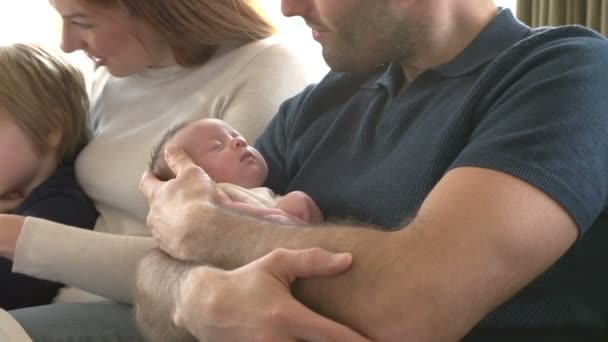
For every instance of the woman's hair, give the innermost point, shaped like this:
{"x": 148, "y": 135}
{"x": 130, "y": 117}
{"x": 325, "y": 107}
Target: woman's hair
{"x": 195, "y": 28}
{"x": 42, "y": 93}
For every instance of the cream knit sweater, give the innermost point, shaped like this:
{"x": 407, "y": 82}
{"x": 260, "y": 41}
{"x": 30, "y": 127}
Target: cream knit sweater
{"x": 242, "y": 84}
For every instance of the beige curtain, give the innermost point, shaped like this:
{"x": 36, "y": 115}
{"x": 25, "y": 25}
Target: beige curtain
{"x": 590, "y": 13}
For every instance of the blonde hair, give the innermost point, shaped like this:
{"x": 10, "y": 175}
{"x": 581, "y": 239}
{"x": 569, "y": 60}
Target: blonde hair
{"x": 195, "y": 28}
{"x": 43, "y": 93}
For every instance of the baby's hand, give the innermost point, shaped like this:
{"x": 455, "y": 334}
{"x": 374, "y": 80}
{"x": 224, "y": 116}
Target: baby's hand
{"x": 10, "y": 202}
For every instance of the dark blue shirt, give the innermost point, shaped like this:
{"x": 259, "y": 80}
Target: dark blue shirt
{"x": 530, "y": 103}
{"x": 58, "y": 199}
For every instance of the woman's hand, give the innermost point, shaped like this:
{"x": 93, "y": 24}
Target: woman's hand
{"x": 10, "y": 229}
{"x": 10, "y": 202}
{"x": 254, "y": 302}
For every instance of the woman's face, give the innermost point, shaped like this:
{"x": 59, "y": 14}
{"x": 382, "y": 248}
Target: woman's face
{"x": 111, "y": 37}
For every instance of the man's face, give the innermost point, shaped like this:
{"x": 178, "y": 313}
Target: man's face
{"x": 358, "y": 34}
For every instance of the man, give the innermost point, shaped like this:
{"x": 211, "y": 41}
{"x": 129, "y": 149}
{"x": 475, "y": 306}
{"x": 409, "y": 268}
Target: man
{"x": 462, "y": 158}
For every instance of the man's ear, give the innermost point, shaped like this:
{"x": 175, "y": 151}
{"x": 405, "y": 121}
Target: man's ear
{"x": 54, "y": 138}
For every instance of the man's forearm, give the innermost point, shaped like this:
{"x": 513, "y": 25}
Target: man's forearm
{"x": 158, "y": 280}
{"x": 407, "y": 283}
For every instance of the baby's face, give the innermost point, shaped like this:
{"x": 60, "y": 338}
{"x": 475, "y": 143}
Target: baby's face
{"x": 223, "y": 153}
{"x": 19, "y": 162}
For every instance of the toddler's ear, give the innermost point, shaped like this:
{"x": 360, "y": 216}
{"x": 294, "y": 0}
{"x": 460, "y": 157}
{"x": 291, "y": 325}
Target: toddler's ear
{"x": 54, "y": 137}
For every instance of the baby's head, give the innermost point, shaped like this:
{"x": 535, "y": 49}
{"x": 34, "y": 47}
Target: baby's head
{"x": 216, "y": 147}
{"x": 43, "y": 114}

**THE PROBLEM:**
Beginning at the line where "For every instance of the beige" appears, extract each line through the end of the data above; keep them exact and include nothing else.

**COMPLETE OUTPUT:**
For every instance of the beige curtain, give the innermost point, shaped like this:
{"x": 36, "y": 115}
{"x": 25, "y": 25}
Target: beige curtain
{"x": 590, "y": 13}
For every instance of the blonde hair, give the innermost point, shaped like this:
{"x": 10, "y": 175}
{"x": 581, "y": 239}
{"x": 569, "y": 60}
Target: blonde hair
{"x": 195, "y": 28}
{"x": 43, "y": 93}
For every instance of the baby's hand, give the innermost point, shaped like this:
{"x": 455, "y": 334}
{"x": 374, "y": 80}
{"x": 224, "y": 116}
Target: baby's hand
{"x": 10, "y": 202}
For every instance of the dark blue shirt, give the innermost point, shaped like this:
{"x": 259, "y": 80}
Target: dark blue shirt
{"x": 530, "y": 103}
{"x": 58, "y": 199}
For every instance of the woman's hand, give the innermost point, shaped like this:
{"x": 93, "y": 24}
Target: woman's hand
{"x": 10, "y": 229}
{"x": 10, "y": 202}
{"x": 254, "y": 302}
For every instance of the woman's face, give the innermost point, shaped like this:
{"x": 59, "y": 14}
{"x": 382, "y": 248}
Target: woman's face
{"x": 111, "y": 37}
For every instance of the man's face, give the innermost point, shaped like this:
{"x": 178, "y": 313}
Target: man's face
{"x": 358, "y": 34}
For every instance of the man, give the innermost point, shaped like this:
{"x": 211, "y": 41}
{"x": 129, "y": 149}
{"x": 475, "y": 306}
{"x": 409, "y": 268}
Target: man
{"x": 462, "y": 158}
For every instance of the man's ear, give the innermost point, shaped like this:
{"x": 175, "y": 151}
{"x": 405, "y": 121}
Target: man's ear
{"x": 54, "y": 138}
For every instance of the man's forearm, give the innermost point, shaped like this:
{"x": 513, "y": 25}
Target: man's forearm
{"x": 158, "y": 280}
{"x": 407, "y": 283}
For every instance of the baby's face, give the innermost point, shaped like this:
{"x": 60, "y": 338}
{"x": 475, "y": 143}
Target: baby's face
{"x": 223, "y": 153}
{"x": 19, "y": 162}
For every instance of the toddler's ear, give the innermost point, shaped like this:
{"x": 360, "y": 216}
{"x": 294, "y": 0}
{"x": 460, "y": 157}
{"x": 291, "y": 325}
Target: toddler's ear
{"x": 54, "y": 137}
For every instance of the baby's head, give the innermost point, shaped like this:
{"x": 535, "y": 49}
{"x": 34, "y": 47}
Target: baby's head
{"x": 216, "y": 147}
{"x": 43, "y": 114}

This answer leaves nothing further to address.